* **EXERCISE DIRECTIONS**
Write every entry out again exactly, please, and skip the pictures.

* **DATA EXCERPTS**
━━━━

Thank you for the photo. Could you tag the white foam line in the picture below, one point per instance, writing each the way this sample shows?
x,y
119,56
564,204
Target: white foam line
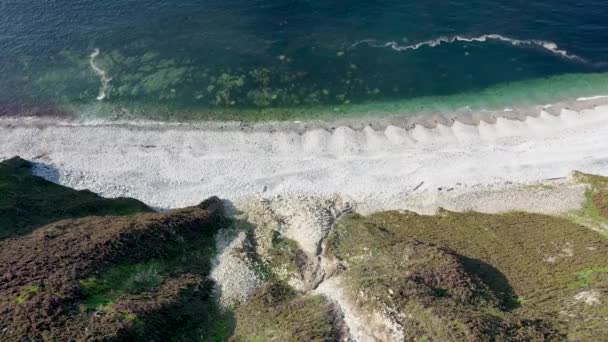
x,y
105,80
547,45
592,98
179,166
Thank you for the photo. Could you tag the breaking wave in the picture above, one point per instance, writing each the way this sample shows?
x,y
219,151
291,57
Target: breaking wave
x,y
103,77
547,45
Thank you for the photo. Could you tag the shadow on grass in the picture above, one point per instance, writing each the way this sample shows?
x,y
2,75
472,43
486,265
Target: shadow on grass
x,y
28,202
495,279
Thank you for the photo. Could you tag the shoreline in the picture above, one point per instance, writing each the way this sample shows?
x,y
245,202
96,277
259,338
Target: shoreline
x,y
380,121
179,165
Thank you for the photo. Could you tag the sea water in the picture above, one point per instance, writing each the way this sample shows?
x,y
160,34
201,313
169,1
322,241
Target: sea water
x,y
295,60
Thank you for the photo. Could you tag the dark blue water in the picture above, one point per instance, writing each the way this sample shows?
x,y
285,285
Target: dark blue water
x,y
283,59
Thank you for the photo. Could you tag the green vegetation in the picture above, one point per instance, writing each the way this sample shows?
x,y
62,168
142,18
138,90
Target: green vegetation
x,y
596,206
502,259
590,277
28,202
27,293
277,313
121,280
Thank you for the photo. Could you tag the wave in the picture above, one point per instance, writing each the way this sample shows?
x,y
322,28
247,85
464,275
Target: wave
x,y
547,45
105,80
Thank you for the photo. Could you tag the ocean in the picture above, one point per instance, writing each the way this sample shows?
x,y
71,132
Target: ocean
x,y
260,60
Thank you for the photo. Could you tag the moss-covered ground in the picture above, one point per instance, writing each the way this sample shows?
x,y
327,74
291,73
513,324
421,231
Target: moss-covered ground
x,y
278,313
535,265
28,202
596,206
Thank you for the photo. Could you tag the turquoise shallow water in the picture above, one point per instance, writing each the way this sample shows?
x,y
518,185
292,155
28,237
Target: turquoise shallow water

━━━━

* **WRITTEN SOLUTION**
Thank you for the photo. Could you tag the white foam line in the picture below, one point per instance, writing each the way this sample shows?
x,y
119,56
564,204
Target: white foam line
x,y
105,80
547,45
592,98
179,166
Thank you for the photo. Could you tag the breaking wave in the picture above, one point per instance, writing each the way this sample shows?
x,y
219,151
291,57
Target: breaking wave
x,y
103,77
547,45
Thank you for the photo. Could you tag the shadow on grass in the picture above, one point per instance, writing each the way this sample shows?
x,y
2,75
472,43
486,265
Target: shadow on grass
x,y
28,202
495,279
Thank you for the photo. Could you tag the shoreline in the picture above, one point per instance, writing each the way this sample shows?
x,y
245,202
96,277
259,338
Target: shoreline
x,y
380,121
179,165
Thank you for the photo. Could you tag the sea water in the picture above, one point per instance, writing each the way this sample shows?
x,y
160,34
201,313
169,1
322,241
Target: sea water
x,y
295,60
Thank you for the photo. Could you tag the dark blue water in the picture above, one point per instance, writing each the way this sample shows?
x,y
285,285
Target: dark blue water
x,y
283,59
Thank you for the photo. Could you tag the green vegetation in the picture above, one point per instance, writing each the way this sample shows?
x,y
62,168
142,18
138,90
Target: green vegetation
x,y
596,206
502,259
590,277
28,202
27,293
277,313
121,280
Thank you for the photo. Could you tag the wave in the picture above, one point per instance, writing each the way this sample shows?
x,y
322,28
247,85
464,275
Target: wave
x,y
547,45
105,80
Thank you for the photo. Could you tag the ocean in the picture above, one point per instance, writing each the way this sample shows?
x,y
71,132
Target: ocean
x,y
260,60
Thank you for the photo. Could you tag the moss-covered ground in the picture above, one point per instance, writing each the way this sample shows?
x,y
327,74
291,73
513,324
421,231
Target: moss-covered ground
x,y
278,313
535,265
28,202
596,206
Thank you for the photo. Could you tag the turquoise shallow water in the picture above, one point per instance, writing each the way this sample shows?
x,y
518,185
292,155
28,237
Target: turquoise shallow water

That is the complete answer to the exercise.